JOB
In the GitHub issue about encoding an int as a string, which name does the current consensus favor for the base-10 encoding?

DOCUMENT
=======
Encode int as string - Githubissues

lmazuel commented 3 months ago

Problemm: We have a service team that requires string on the wire, but this is actually always an integer. Given the simplicity of converting string to int (and vice versa), we want to add support for declaring that conversion, and get emitters supporting it, to avoid manual code for service team cross-language.

Edit:

After discussion, it became clear that the encode parameter is an encoding, and therefore shouldn't be string, but something describing what the encoding will look like. In the usual case, we would want base-10, which would serialize 12 as "12". As base-10 is technically "decimal", we could use that term, but it might be conflated with the decimal type. The current consensus seems to be number, as a fair semantic of base-10:

model Foo {
  @encode("number")
  x: int
}

Original proposal at creation:

model Foo {
  @encode("string")
  x: int
}

### TypeSpec
- [ ] https://github.com/microsoft/typespec/issues/3856

### Spec
- [ ] https://github.com/Azure/cadl-ranch/issues/634
- [ ] https://github.com/Azure/typespec-azure/issues/1177

### Implementation
- [ ] https://github.com/Azure/typespec-azure/issues/1178
- [ ] https://github.com/Azure/autorest.python/issues/2703
- [ ] https://github.com/Azure/autorest.java/issues/2863
- [ ] https://github.com/Azure/autorest.typescript/issues/2676
- [ ] https://github.com/Azure/autorest.csharp/issues/4919
- [ ] https://github.com/Azure/autorest.go/issues/1402
- [ ] https://github.com/Azure/autorest.cpp/issues/364
- [ ] https://github.com/Azure/autorest.rust/issues/47

ArthurMa1978 commented 3 months ago

Hey @lmazuel , in the past, we encountered similar issue where a property was defined as a string, but its value was in an integer format. We requested the service team to correct the Swagger spec, as this was identified as a definition bug. Why are we now considering this a feature for TypeSpec?

timotheeguerin commented 3 months ago

one use case is representing int64 without loosing precision(for JS) or decimal

weidongxu-microsoft commented 3 months ago

Below discussion is on the condition that emitter is to support a general feature.

Please let dev know whether we have such requirement, besides that Batch bug (where backend should send an int, but instead send a string and cannot fix that due to backward-compatibility requirement).

For the Batch bug, I'd recommend Batch service write contentLength: string in typespec, as they do return it as a JSON string (spec is wrong, and same error on their pre-typespec Swagger). Service could do customization for SDK on the getter of the property.

The full typespec would be

model Foo {
  @encode("string", string)
  x: int64;
}

Question:

Do we only allow the 2nd parameter to be string for this use case? That is, we only allow client conversion from basic scalar type to string type. Or do we also allow e.g. @encode("float", float64) x: int32; We probably want a lint rule to avoid service write arbitrary scalar conversion like @encode("string", url) x: int32;
Do we have a better name at @encode("string", )? E.g. on date-time, we write @encode("rfc7231"), which is very clear, that it is date-time encoded as rfc7231 text.
=======
SOURCE MATERIAL
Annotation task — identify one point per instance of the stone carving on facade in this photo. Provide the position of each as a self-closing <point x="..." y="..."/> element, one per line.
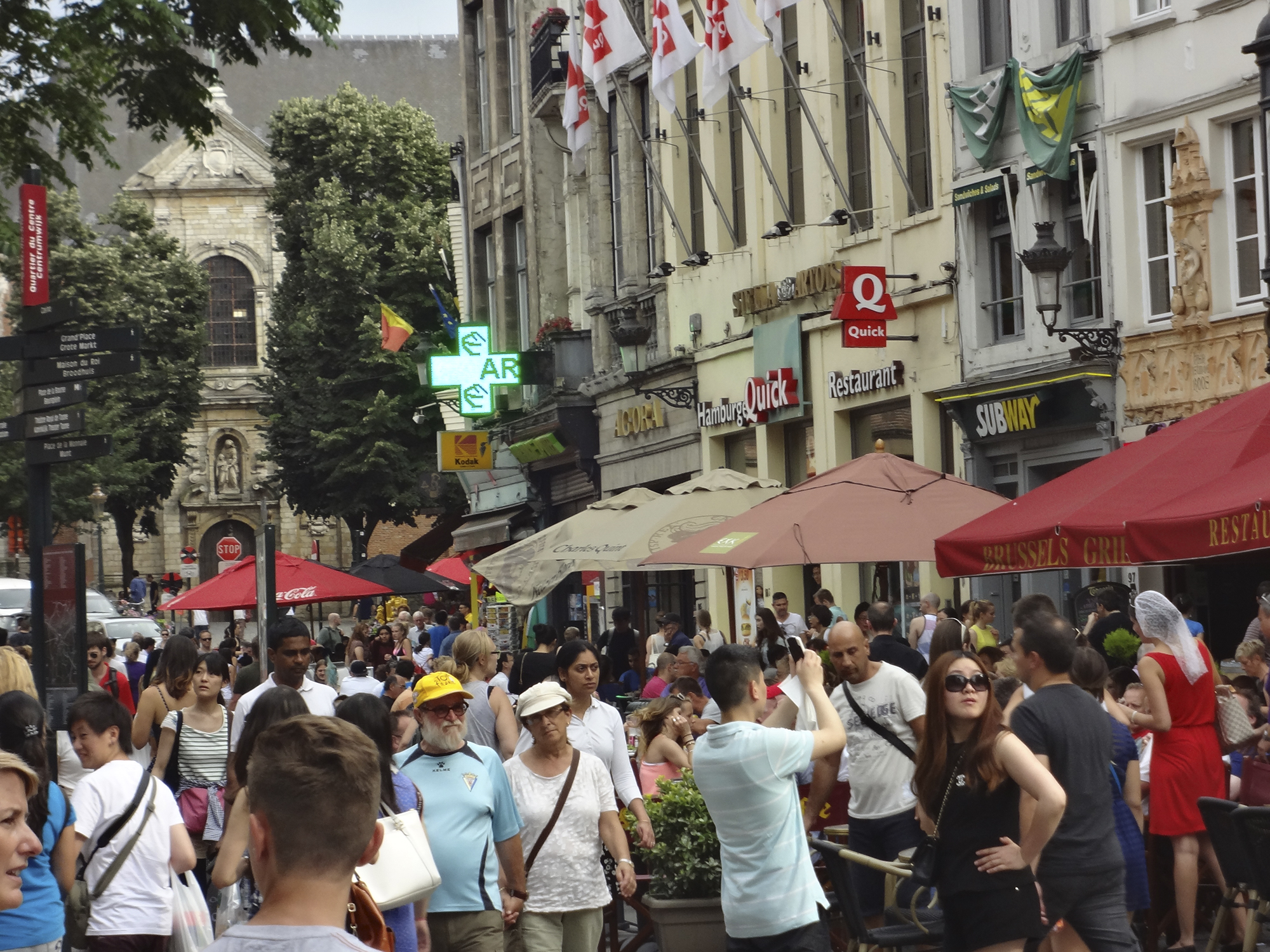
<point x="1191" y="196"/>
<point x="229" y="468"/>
=======
WRITTEN RESPONSE
"number"